─── INPUT MATERIAL ───

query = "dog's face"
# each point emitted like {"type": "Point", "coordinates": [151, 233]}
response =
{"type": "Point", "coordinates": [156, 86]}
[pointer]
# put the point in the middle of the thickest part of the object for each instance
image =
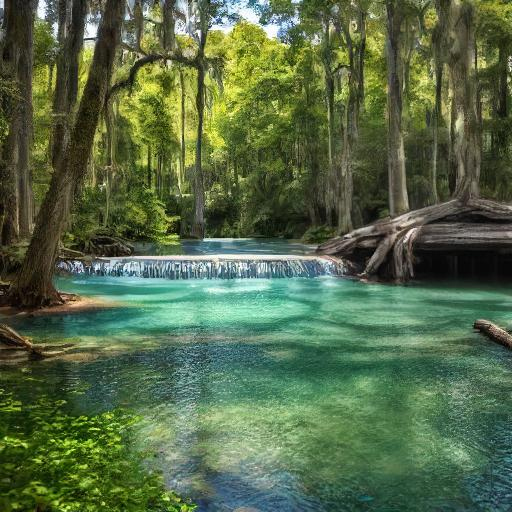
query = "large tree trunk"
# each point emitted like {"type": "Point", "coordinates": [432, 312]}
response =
{"type": "Point", "coordinates": [16, 202]}
{"type": "Point", "coordinates": [169, 22]}
{"type": "Point", "coordinates": [33, 285]}
{"type": "Point", "coordinates": [199, 199]}
{"type": "Point", "coordinates": [351, 132]}
{"type": "Point", "coordinates": [70, 35]}
{"type": "Point", "coordinates": [332, 181]}
{"type": "Point", "coordinates": [198, 227]}
{"type": "Point", "coordinates": [182, 126]}
{"type": "Point", "coordinates": [398, 198]}
{"type": "Point", "coordinates": [465, 129]}
{"type": "Point", "coordinates": [501, 108]}
{"type": "Point", "coordinates": [388, 244]}
{"type": "Point", "coordinates": [438, 46]}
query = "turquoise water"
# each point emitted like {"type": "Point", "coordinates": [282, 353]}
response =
{"type": "Point", "coordinates": [226, 246]}
{"type": "Point", "coordinates": [299, 394]}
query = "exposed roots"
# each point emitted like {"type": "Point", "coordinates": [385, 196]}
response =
{"type": "Point", "coordinates": [386, 247]}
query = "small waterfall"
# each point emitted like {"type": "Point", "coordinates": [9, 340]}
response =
{"type": "Point", "coordinates": [206, 268]}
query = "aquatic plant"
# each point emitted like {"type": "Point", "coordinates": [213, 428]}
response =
{"type": "Point", "coordinates": [51, 460]}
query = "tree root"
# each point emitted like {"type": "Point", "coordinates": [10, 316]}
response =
{"type": "Point", "coordinates": [389, 244]}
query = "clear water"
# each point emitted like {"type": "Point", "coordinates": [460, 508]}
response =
{"type": "Point", "coordinates": [227, 246]}
{"type": "Point", "coordinates": [301, 394]}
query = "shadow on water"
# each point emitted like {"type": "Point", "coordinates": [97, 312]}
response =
{"type": "Point", "coordinates": [291, 396]}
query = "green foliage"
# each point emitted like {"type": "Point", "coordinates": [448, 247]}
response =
{"type": "Point", "coordinates": [139, 216]}
{"type": "Point", "coordinates": [53, 461]}
{"type": "Point", "coordinates": [318, 234]}
{"type": "Point", "coordinates": [265, 144]}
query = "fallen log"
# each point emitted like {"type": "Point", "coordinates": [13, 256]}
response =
{"type": "Point", "coordinates": [493, 332]}
{"type": "Point", "coordinates": [386, 247]}
{"type": "Point", "coordinates": [10, 337]}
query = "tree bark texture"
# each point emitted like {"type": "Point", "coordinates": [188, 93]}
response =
{"type": "Point", "coordinates": [72, 14]}
{"type": "Point", "coordinates": [465, 126]}
{"type": "Point", "coordinates": [473, 225]}
{"type": "Point", "coordinates": [398, 198]}
{"type": "Point", "coordinates": [33, 285]}
{"type": "Point", "coordinates": [16, 200]}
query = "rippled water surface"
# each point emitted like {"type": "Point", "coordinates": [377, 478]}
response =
{"type": "Point", "coordinates": [299, 394]}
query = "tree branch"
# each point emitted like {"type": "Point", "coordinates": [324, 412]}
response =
{"type": "Point", "coordinates": [149, 59]}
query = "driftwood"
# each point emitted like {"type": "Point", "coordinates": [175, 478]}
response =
{"type": "Point", "coordinates": [10, 337]}
{"type": "Point", "coordinates": [494, 332]}
{"type": "Point", "coordinates": [389, 244]}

───

• [YOUR OBJECTIVE] Reproduce every entry word for word, but skip any pictures.

• [EXERCISE ANSWER]
query = "dog's face"
# each point emitted like {"type": "Point", "coordinates": [151, 233]}
response =
{"type": "Point", "coordinates": [156, 86]}
[pointer]
# put the point in the middle of the thickest part of the object for each instance
image =
query = "large tree trunk"
# each point emitted like {"type": "Point", "coordinates": [432, 312]}
response =
{"type": "Point", "coordinates": [16, 202]}
{"type": "Point", "coordinates": [169, 22]}
{"type": "Point", "coordinates": [33, 285]}
{"type": "Point", "coordinates": [199, 199]}
{"type": "Point", "coordinates": [351, 132]}
{"type": "Point", "coordinates": [70, 35]}
{"type": "Point", "coordinates": [332, 181]}
{"type": "Point", "coordinates": [198, 227]}
{"type": "Point", "coordinates": [182, 126]}
{"type": "Point", "coordinates": [398, 198]}
{"type": "Point", "coordinates": [465, 129]}
{"type": "Point", "coordinates": [501, 108]}
{"type": "Point", "coordinates": [388, 244]}
{"type": "Point", "coordinates": [438, 46]}
query = "turquoise water"
# each point emitted like {"type": "Point", "coordinates": [282, 353]}
response =
{"type": "Point", "coordinates": [226, 246]}
{"type": "Point", "coordinates": [299, 394]}
query = "exposed roots"
# each point emitted like {"type": "Point", "coordinates": [385, 196]}
response =
{"type": "Point", "coordinates": [386, 247]}
query = "small waterfall"
# each point emitted like {"type": "Point", "coordinates": [9, 340]}
response =
{"type": "Point", "coordinates": [206, 268]}
query = "aquatic plant"
# each point emitted like {"type": "Point", "coordinates": [213, 428]}
response =
{"type": "Point", "coordinates": [51, 460]}
query = "tree root"
# each point emitted like {"type": "Point", "coordinates": [10, 316]}
response =
{"type": "Point", "coordinates": [389, 244]}
query = "clear water"
# each point emitted like {"type": "Point", "coordinates": [460, 508]}
response =
{"type": "Point", "coordinates": [227, 246]}
{"type": "Point", "coordinates": [301, 394]}
query = "shadow on water"
# each point emitted like {"type": "Point", "coordinates": [97, 312]}
response =
{"type": "Point", "coordinates": [291, 396]}
query = "green foliage"
# each point emitted like {"type": "Point", "coordinates": [448, 247]}
response =
{"type": "Point", "coordinates": [139, 216]}
{"type": "Point", "coordinates": [53, 461]}
{"type": "Point", "coordinates": [318, 234]}
{"type": "Point", "coordinates": [265, 144]}
query = "fallen log"
# each point emitted like {"type": "Point", "coordinates": [13, 256]}
response =
{"type": "Point", "coordinates": [493, 332]}
{"type": "Point", "coordinates": [386, 247]}
{"type": "Point", "coordinates": [10, 337]}
query = "tree bark texture"
# each point emitted like {"type": "Point", "coordinates": [188, 93]}
response =
{"type": "Point", "coordinates": [72, 14]}
{"type": "Point", "coordinates": [465, 126]}
{"type": "Point", "coordinates": [473, 225]}
{"type": "Point", "coordinates": [398, 198]}
{"type": "Point", "coordinates": [33, 285]}
{"type": "Point", "coordinates": [16, 200]}
query = "rippled water surface"
# each point emitted like {"type": "Point", "coordinates": [377, 478]}
response =
{"type": "Point", "coordinates": [299, 394]}
query = "tree branch"
# each point emitted like {"type": "Point", "coordinates": [324, 412]}
response =
{"type": "Point", "coordinates": [149, 59]}
query = "driftwood"
# each point emitted like {"type": "Point", "coordinates": [175, 478]}
response =
{"type": "Point", "coordinates": [10, 337]}
{"type": "Point", "coordinates": [494, 332]}
{"type": "Point", "coordinates": [389, 244]}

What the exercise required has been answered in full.